## [What needs to be done]
Please return the lines, both ends included, that run from the one containing "Where can the cluster" to the last line of the data below, exactly and alone.

-------- Excerpted records --------

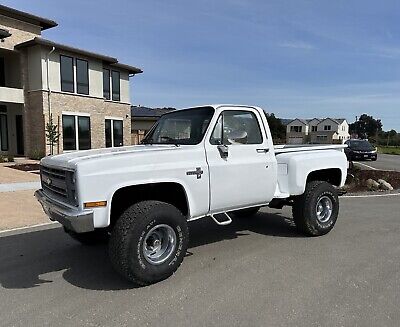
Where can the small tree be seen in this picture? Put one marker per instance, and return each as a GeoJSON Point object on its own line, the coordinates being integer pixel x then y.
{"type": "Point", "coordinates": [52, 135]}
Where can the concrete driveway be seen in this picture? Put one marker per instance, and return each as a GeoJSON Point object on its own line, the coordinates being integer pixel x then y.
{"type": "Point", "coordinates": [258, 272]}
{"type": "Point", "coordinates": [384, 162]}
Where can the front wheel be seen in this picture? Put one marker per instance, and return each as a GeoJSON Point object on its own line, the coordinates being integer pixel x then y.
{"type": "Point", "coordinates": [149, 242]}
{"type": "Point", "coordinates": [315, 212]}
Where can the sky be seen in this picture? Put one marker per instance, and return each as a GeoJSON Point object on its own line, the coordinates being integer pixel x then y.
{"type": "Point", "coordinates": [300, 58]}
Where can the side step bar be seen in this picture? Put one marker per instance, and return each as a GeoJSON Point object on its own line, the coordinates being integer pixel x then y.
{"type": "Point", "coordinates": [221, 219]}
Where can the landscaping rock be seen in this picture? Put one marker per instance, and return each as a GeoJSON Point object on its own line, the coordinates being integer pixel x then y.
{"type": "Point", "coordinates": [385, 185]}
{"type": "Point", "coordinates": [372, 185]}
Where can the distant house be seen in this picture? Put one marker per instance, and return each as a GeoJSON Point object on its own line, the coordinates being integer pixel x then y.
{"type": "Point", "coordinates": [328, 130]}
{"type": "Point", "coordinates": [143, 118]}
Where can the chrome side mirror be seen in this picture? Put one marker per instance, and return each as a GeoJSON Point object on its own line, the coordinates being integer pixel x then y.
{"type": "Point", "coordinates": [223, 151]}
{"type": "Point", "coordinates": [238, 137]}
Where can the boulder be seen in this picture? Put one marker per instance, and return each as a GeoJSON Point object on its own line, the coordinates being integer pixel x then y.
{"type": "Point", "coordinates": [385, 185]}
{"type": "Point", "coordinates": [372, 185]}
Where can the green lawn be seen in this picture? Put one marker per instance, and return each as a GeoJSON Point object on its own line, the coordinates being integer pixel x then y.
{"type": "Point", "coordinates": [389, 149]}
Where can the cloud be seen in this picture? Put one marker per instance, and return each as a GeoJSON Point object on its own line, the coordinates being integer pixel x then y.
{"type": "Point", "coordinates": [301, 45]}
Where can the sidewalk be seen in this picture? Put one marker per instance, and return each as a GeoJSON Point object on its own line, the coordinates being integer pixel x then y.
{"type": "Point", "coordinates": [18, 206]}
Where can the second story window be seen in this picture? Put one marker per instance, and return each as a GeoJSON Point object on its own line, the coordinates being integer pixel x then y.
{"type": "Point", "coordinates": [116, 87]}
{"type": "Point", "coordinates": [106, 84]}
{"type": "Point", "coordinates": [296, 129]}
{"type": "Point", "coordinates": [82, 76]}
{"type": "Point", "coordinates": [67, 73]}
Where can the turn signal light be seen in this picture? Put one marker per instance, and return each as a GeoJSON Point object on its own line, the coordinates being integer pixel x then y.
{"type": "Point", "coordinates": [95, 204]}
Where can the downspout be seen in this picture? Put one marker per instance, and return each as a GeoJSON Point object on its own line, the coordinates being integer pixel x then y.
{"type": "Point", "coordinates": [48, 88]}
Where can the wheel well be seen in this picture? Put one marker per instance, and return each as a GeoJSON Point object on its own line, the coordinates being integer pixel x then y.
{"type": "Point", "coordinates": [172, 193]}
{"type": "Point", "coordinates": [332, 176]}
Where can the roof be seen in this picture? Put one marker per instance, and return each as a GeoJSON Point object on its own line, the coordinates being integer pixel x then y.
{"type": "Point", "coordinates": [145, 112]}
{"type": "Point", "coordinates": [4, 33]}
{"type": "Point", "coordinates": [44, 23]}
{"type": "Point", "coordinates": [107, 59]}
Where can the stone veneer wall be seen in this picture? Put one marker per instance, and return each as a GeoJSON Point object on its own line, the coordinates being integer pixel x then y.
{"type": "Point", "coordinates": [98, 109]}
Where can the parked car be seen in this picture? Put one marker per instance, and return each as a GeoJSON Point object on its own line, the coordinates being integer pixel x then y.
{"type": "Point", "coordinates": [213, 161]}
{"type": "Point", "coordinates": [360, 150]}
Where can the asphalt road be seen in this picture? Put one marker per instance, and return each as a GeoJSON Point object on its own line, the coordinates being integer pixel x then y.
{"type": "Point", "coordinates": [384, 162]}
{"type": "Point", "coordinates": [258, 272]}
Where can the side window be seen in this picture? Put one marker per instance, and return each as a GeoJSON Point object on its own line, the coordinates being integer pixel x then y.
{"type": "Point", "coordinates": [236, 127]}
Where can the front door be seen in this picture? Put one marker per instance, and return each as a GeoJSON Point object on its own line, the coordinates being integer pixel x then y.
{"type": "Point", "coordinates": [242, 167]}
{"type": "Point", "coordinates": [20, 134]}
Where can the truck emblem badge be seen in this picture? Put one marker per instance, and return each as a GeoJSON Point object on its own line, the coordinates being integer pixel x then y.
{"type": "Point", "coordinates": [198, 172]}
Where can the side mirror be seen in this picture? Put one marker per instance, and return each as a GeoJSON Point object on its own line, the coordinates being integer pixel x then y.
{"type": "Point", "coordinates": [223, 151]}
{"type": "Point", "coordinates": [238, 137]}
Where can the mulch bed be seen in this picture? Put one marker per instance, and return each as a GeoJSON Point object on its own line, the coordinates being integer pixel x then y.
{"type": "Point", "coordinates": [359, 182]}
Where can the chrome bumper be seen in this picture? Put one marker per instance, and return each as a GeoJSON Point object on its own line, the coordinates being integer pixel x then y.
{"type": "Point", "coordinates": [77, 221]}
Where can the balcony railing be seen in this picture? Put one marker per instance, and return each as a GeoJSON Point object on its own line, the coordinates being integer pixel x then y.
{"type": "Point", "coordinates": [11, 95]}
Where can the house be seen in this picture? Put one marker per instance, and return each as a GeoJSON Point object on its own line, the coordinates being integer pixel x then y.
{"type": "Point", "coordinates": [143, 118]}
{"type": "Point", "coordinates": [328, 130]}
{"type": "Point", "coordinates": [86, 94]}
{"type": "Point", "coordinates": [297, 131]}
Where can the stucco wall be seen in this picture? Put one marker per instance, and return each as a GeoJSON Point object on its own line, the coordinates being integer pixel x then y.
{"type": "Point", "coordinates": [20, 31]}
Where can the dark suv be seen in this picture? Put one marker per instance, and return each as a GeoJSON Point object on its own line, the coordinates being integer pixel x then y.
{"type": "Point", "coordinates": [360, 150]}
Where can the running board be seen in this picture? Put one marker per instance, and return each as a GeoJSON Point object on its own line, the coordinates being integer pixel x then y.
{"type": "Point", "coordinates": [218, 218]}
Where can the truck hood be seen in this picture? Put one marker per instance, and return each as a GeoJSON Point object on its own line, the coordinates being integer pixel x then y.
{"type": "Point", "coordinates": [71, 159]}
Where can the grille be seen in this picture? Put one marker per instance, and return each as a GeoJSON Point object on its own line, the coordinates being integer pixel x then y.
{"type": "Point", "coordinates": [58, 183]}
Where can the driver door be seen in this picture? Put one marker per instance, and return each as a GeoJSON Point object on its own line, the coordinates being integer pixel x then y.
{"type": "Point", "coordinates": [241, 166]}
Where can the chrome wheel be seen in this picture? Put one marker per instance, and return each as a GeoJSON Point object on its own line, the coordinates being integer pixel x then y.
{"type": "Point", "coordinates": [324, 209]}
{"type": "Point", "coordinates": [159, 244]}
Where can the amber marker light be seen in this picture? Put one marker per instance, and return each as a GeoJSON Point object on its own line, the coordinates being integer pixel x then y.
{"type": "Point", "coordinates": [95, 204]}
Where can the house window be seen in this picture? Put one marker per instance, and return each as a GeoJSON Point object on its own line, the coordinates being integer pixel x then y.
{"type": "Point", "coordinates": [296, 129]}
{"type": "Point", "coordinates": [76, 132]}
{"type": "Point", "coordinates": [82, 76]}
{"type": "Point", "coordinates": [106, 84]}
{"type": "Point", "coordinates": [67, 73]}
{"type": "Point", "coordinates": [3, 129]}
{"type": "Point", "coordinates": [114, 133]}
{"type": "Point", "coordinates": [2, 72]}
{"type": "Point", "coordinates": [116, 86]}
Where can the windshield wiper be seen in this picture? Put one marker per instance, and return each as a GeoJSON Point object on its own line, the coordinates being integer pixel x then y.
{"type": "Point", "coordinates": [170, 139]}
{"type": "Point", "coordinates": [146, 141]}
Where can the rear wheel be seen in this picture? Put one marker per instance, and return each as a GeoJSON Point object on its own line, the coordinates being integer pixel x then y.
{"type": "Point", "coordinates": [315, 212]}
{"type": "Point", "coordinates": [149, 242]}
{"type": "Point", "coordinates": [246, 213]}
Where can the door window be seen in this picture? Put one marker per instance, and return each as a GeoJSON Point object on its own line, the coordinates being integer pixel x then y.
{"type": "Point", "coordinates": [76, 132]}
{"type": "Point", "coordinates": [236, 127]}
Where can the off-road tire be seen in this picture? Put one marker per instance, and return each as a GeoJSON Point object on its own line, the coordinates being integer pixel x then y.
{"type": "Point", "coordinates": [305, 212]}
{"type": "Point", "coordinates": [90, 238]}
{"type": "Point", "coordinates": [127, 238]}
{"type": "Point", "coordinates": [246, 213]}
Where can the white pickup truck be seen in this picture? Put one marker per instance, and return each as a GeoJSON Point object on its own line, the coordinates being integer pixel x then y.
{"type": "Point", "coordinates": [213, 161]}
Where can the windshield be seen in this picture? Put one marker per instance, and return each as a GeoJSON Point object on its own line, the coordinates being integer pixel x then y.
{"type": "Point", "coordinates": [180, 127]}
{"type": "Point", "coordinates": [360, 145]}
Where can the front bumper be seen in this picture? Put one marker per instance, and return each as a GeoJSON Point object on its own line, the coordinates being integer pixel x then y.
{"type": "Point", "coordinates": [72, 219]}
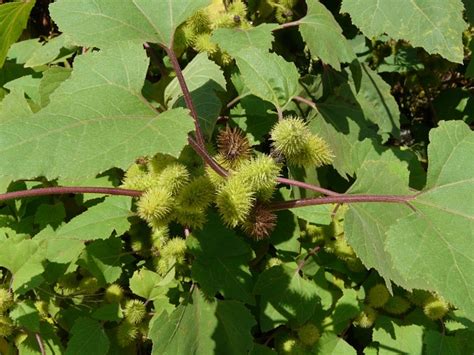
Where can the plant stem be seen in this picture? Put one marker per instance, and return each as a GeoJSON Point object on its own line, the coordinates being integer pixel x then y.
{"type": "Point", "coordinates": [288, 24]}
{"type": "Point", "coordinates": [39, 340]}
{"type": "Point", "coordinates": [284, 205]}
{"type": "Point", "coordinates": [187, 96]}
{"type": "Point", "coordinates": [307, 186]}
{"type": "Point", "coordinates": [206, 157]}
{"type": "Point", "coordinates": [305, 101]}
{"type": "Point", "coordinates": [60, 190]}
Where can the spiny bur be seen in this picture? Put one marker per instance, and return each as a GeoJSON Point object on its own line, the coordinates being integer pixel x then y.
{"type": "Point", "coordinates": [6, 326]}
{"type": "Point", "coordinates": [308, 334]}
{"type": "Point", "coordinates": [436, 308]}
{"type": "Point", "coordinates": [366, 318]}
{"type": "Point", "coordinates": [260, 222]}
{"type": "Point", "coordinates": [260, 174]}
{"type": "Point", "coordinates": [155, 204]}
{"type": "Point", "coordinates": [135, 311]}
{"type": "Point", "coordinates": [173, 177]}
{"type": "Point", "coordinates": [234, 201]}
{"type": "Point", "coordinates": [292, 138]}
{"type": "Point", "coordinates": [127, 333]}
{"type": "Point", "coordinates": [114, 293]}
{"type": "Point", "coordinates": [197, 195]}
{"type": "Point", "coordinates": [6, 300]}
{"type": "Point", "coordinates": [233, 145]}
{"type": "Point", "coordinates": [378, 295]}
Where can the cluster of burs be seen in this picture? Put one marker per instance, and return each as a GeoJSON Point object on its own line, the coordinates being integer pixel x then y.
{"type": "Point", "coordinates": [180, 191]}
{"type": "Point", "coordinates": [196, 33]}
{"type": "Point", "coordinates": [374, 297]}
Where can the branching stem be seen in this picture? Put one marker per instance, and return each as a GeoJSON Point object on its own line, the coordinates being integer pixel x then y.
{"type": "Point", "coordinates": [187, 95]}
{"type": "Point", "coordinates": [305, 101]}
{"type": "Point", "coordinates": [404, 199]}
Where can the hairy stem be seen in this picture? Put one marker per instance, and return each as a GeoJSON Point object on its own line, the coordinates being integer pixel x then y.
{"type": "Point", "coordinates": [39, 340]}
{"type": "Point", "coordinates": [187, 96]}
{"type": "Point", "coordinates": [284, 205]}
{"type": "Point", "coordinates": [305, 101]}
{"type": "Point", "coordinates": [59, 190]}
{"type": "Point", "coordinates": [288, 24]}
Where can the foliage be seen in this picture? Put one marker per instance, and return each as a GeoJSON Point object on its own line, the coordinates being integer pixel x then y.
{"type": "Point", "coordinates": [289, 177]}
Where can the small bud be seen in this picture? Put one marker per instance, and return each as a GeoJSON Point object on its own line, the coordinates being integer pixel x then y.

--------

## [Written reply]
Where can the cluster of burs be seen in this picture? Put one marker per instance, and return each as a GeoJSON Point object on its own line, the coordinates being integer pixel x then y.
{"type": "Point", "coordinates": [180, 191]}
{"type": "Point", "coordinates": [196, 33]}
{"type": "Point", "coordinates": [374, 297]}
Where can the branching stem be seen in this picture? Put one marker per instance, and return each as a GeoJSON Point object on its own line, the coordinates being integer pixel x then y.
{"type": "Point", "coordinates": [187, 95]}
{"type": "Point", "coordinates": [305, 101]}
{"type": "Point", "coordinates": [404, 199]}
Where can the hairy stem be seen in this picture? Put one marker per instance, and return each as a GeoJSON Point object on its own line, the coordinates being integer pixel x then y.
{"type": "Point", "coordinates": [39, 340]}
{"type": "Point", "coordinates": [187, 96]}
{"type": "Point", "coordinates": [284, 205]}
{"type": "Point", "coordinates": [305, 101]}
{"type": "Point", "coordinates": [59, 190]}
{"type": "Point", "coordinates": [288, 24]}
Where can the foliage be seen in this picture? Put one marker per instance, and return each as a GeoJSON Point object on its own line, the coordinates being integer pixel x then y.
{"type": "Point", "coordinates": [289, 177]}
Where can the small bud be seen in this picture? Put one marker per instance, and return each as a GeoJSON Point object on its own line, the coordinates being integer pixel x then y.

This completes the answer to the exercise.